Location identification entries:
============
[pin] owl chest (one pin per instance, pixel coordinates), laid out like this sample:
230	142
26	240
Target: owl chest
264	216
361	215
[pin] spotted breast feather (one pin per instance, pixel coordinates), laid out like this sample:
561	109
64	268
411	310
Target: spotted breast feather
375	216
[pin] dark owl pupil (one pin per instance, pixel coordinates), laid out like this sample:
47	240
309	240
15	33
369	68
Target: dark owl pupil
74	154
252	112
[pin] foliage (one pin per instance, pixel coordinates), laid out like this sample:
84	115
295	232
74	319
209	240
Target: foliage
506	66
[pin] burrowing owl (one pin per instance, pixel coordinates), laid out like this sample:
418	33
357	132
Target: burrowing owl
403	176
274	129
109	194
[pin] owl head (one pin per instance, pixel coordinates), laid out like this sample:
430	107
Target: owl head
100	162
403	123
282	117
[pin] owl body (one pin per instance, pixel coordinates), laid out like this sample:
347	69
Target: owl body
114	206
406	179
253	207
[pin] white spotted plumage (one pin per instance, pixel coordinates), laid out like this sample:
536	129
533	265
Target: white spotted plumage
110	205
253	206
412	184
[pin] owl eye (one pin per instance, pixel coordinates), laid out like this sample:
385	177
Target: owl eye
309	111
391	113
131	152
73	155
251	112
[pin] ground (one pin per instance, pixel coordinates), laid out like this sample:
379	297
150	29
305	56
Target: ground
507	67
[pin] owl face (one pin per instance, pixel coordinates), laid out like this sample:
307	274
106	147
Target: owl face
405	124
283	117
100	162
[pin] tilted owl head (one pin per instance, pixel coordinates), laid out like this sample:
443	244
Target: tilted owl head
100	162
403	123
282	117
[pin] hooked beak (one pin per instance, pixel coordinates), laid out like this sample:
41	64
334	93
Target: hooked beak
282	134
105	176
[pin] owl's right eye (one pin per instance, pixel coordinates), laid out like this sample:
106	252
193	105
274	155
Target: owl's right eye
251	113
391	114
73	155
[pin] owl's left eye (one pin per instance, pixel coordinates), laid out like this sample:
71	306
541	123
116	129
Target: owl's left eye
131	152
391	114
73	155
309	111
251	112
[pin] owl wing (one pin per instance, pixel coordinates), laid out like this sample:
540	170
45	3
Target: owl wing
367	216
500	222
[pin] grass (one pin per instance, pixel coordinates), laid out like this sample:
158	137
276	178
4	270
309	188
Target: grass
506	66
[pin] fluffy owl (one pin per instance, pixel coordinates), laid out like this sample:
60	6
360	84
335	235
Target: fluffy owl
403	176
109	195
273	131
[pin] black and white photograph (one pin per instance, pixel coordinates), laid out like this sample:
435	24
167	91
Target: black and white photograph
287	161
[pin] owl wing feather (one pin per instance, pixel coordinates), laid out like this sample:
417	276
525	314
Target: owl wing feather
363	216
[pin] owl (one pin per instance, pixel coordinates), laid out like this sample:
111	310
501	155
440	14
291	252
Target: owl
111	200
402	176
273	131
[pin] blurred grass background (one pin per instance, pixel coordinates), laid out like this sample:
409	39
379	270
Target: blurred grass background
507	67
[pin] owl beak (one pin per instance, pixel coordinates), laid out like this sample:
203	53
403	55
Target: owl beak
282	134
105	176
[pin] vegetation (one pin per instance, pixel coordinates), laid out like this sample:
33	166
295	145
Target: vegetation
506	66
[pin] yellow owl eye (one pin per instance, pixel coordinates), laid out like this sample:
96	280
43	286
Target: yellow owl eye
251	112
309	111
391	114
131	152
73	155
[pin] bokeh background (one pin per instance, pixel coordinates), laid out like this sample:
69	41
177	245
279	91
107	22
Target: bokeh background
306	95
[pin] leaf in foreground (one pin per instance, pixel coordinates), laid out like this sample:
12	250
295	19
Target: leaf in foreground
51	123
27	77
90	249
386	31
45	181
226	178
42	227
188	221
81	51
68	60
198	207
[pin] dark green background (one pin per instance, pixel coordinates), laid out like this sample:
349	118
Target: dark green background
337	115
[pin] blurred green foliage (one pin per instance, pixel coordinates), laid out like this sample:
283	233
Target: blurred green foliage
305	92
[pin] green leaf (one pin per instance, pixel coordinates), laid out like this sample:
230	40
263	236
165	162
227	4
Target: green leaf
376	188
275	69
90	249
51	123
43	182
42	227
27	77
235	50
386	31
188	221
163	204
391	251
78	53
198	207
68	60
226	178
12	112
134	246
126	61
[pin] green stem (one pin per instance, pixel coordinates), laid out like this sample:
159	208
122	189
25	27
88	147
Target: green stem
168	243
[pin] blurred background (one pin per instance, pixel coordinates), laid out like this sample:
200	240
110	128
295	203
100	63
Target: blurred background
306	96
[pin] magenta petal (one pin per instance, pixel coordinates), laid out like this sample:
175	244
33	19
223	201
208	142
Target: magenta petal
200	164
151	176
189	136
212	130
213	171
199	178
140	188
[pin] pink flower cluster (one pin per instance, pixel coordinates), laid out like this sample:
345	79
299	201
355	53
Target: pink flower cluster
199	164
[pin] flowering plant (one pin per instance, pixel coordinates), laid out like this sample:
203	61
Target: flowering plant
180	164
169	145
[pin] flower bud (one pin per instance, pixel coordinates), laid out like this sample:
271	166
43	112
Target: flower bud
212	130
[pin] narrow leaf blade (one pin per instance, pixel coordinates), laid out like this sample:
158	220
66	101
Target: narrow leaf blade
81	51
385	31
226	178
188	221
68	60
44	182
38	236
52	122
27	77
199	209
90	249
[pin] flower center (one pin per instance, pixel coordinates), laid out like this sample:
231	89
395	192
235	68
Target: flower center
============
Given task: Output the complete data exactly as written.

Solution below:
[pin] owl chest (one pin per instance, pixel coordinates), laid out like this sample:
230	142
26	240
Target: owl chest
264	216
361	215
[pin] spotted breast feather (one pin per instance, pixel coordinates), laid out like this sample:
561	109
64	268
411	310
Target: spotted breast feather
375	216
[pin] dark owl pupil (one pin per instance, pixel coordinates), laid out like this sample:
47	240
309	240
15	33
369	68
Target: dark owl pupil
74	154
252	112
[pin] foliage (one pin per instance, pixel coordinates), laid out like this sample:
84	115
295	232
74	319
209	240
Target: foliage
506	66
[pin] burrowing owl (one pin per instance, pixel coordinates), laid out like this sample:
418	33
357	132
Target: burrowing owl
403	176
274	129
109	194
[pin] owl head (one pin per instance, pixel coordinates), laid out like this sample:
430	107
Target: owl head
100	162
403	123
282	117
[pin] owl body (one pin per instance, pixel coordinates), laid out like this sample:
347	69
Target: owl body
114	206
406	179
253	207
[pin] white spotted plumage (one pin per instance, pixel coordinates), laid out like this sample:
536	129
533	265
Target: white spotted plumage
110	205
253	206
412	184
[pin] owl eye (one pin per instance, pixel coordinates), laid out like this sample:
385	177
Target: owl eye
309	111
391	113
131	152
73	155
251	112
[pin] ground (one pin per instance, pixel coordinates), laid out like this sample:
379	297
150	29
305	56
Target: ground
507	67
[pin] owl face (one pin per instance, pixel coordinates), laid out like this sample:
307	274
106	147
Target: owl face
405	124
283	117
100	162
[pin] tilted owl head (one pin per instance, pixel coordinates), laid out like this sample:
443	244
Target: tilted owl head
100	162
403	123
282	117
[pin] hooked beak (one pin per instance, pixel coordinates), laid out like this sample:
41	64
334	93
Target: hooked beak
282	134
105	176
[pin] owl's right eye (one pin per instance, pixel coordinates), laid out like this sample:
106	252
193	105
274	155
Target: owl's right eye
251	113
391	114
73	155
[pin] owl's left eye (one pin per instance, pixel coordinates), laid out like this sample:
71	306
541	123
116	129
Target: owl's left eye
131	152
391	114
73	155
309	111
251	112
[pin] owl wing (one pin per instance, pixel coordinates), laid out like this sample:
540	170
45	3
Target: owl wing
367	216
500	222
[pin] grass (one pin per instance, pixel coordinates), laid out like this sample:
158	137
276	178
4	270
309	188
Target: grass
506	66
[pin] fluffy owl (one pin per instance, pixel coordinates), laid out like this sample:
60	6
360	84
335	235
Target: fluffy owl
403	176
109	195
273	131
[pin] black and white photograph (one pin per instance, pixel coordinates), laid out like this sample:
435	24
167	91
Target: black and white photograph
287	161
[pin] owl wing feather (one pin per instance, pixel coordinates), laid out like this sample:
417	276
525	314
Target: owl wing feather
363	216
[pin] owl (one pin per instance, pixel coordinates), laid out like this sample:
111	310
501	155
440	14
291	252
Target: owl
111	200
402	176
273	131
[pin] blurred grass background (one pin per instance, pixel coordinates), laid out like this sample:
409	39
379	270
Target: blurred grass background
507	67
[pin] owl beak (one pin per instance, pixel coordinates), laid out like this sample:
203	53
403	55
Target: owl beak
282	134
105	176
[pin] vegetation (one pin per instance, pixel coordinates), laid out like this sample:
33	166
295	145
Target: vegetation
506	66
[pin] yellow owl eye (one pin per instance, pixel coordinates), laid out like this sample:
96	280
43	286
Target: yellow owl eye
251	112
309	111
391	114
131	152
73	155
[pin] bokeh background (one pin per instance, pixel coordinates), laid out like this sample:
69	41
177	245
279	91
107	22
Target: bokeh background
306	95
[pin] leaf in foreground (one pin per instance, pixel coordinates), laid out like this sample:
12	250
295	19
Target: leaf in foreground
51	123
27	77
90	249
386	31
45	181
226	178
42	227
188	221
81	51
68	60
198	207
[pin] dark green background (one pin per instance, pixel coordinates), laid out like this sample:
349	118
Target: dark green background
337	115
[pin] blurred green foliage (one pin per instance, pixel coordinates), laid out like this sample:
283	233
Target: blurred green foliage
305	92
[pin] green leaf (one pin per instance, pixel coordinates), laid out like this sample:
230	40
263	236
165	162
227	4
Target: green leaf
376	188
275	69
90	249
51	123
43	182
42	227
27	77
235	50
386	31
188	221
163	204
391	251
78	53
198	207
68	60
226	178
12	112
134	246
126	61
[pin] green stem (one pin per instance, pixel coordinates), laid out like this sample:
159	208
122	189
25	27
88	147
Target: green stem
168	243
[pin] blurred background (one pin per instance, pixel coordinates), laid out like this sample:
200	240
110	128
295	203
100	63
Target: blurred background
306	96
[pin] magenta petal (one pin per instance, pixel coordinates), laid out like this sample:
175	244
33	19
223	201
208	142
Target: magenta petal
200	164
151	176
189	136
212	130
213	171
199	178
140	188
[pin] pink flower cluster (one pin per instance, pixel coordinates), laid out like this sample:
345	79
299	201
355	53
Target: pink flower cluster
199	164
[pin] flowering plant (one pin per instance, pixel coordinates), laid out like this sample:
203	61
Target: flowering plant
180	164
169	145
[pin] flower bud (one pin per instance, pixel coordinates), laid out like this sample:
271	166
43	112
Target: flower bud
212	130
[pin] narrow leaf blade (one pin per instance, pixel coordinates), laid out like this sample:
158	220
66	101
Target: narrow leaf blade
81	51
385	31
226	178
188	221
68	60
44	182
38	236
52	122
27	77
199	209
90	249
[pin] flower center (one pin per instance, pixel coordinates), laid out like this sample:
231	89
395	192
235	68
Target: flower center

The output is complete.